From the commentary on environmental policy and the culture war, copy out the passage starting at "What has happened, I’d" and ending at "first Black president.", with no changes.

◆ PAGE EXTRACT:
- Opening Delimiter -
What has happened, I’d argue, is that environmental policy has been caught up in the culture war — which is, in turn, largely driven by issues of race and ethnicity. This, I suspect, is why the partisan divide on the environment widened so much after America elected its first Black president.

One especially notable aspect of The Times’s investigative report on state treasurers’ punishing corporations seeking to limit greenhouse gas emissions is the way these officials condemn such corporations as “woke.”

Wokeness normally means talking about racial and social justice. On the right — which is increasingly defined by attempts to limit the rights of Americans who aren’t straight white Christians — it has become a term of abuse. Teaching students about the role of racism in American history is bad because it’s woke. But so, apparently, are many other things, like Cracker Barrel offering meatless sausage and being concerned about climate change.

If this seems crazy, it’s because it is. Evidently, a substantial percentage of the American population is certifiably looney-tunes…

One of the most compelling explanations for that insanity was recently offered by Tom Nichols in the Atlantic. Nichols was opining about  political violence, or the possibility of another civil war. As he noted, however,  the actual Civil War was “about something.” Unlike today’s culture wars.
- Closing Delimiter -
◆ EXCERPTED DATA:
- Opening Delimiter -
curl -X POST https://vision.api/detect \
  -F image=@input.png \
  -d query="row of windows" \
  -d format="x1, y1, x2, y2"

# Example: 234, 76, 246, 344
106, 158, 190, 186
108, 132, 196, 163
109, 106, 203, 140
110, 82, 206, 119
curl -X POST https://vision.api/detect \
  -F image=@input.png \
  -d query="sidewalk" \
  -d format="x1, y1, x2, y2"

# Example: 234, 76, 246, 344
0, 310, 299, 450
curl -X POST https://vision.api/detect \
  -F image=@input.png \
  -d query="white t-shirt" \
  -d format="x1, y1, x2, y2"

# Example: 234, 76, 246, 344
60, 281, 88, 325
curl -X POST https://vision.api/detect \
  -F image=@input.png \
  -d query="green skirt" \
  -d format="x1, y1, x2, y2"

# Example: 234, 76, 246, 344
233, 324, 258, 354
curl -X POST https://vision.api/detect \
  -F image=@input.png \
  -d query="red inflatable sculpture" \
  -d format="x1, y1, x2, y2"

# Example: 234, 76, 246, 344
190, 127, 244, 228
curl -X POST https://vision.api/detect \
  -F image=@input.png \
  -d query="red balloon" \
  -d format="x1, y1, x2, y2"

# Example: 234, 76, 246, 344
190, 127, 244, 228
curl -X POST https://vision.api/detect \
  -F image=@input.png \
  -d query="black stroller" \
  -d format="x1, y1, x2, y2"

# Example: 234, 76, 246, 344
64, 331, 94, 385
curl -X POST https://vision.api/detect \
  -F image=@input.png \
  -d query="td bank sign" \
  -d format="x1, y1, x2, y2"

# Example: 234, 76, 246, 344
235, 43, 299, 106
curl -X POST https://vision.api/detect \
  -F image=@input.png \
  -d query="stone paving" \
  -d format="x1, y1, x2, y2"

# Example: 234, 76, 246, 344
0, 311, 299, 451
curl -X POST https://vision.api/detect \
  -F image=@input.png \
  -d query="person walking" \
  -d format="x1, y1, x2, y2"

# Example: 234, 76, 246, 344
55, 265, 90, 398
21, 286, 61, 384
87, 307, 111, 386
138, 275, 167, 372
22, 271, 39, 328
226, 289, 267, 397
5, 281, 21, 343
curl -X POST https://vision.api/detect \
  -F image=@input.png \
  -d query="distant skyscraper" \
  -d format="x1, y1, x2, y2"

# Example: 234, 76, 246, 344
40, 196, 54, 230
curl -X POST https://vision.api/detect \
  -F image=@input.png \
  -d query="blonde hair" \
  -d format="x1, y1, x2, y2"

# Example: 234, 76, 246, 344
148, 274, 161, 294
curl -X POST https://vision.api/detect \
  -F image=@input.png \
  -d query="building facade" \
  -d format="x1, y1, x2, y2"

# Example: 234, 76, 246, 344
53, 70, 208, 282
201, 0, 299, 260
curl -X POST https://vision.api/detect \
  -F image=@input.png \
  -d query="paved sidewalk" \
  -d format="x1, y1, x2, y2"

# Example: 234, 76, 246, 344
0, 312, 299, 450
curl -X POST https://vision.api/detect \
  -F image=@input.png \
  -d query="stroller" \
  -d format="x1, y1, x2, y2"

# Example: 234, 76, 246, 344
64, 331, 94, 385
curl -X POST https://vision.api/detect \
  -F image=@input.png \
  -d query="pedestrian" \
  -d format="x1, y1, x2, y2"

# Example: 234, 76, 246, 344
- Closing Delimiter -
◆ RESPONSE BOX:
What has happened, I’d argue, is that environmental policy has been caught up in the culture war — which is, in turn, largely driven by issues of race and ethnicity. This, I suspect, is why the partisan divide on the environment widened so much after America elected its first Black president.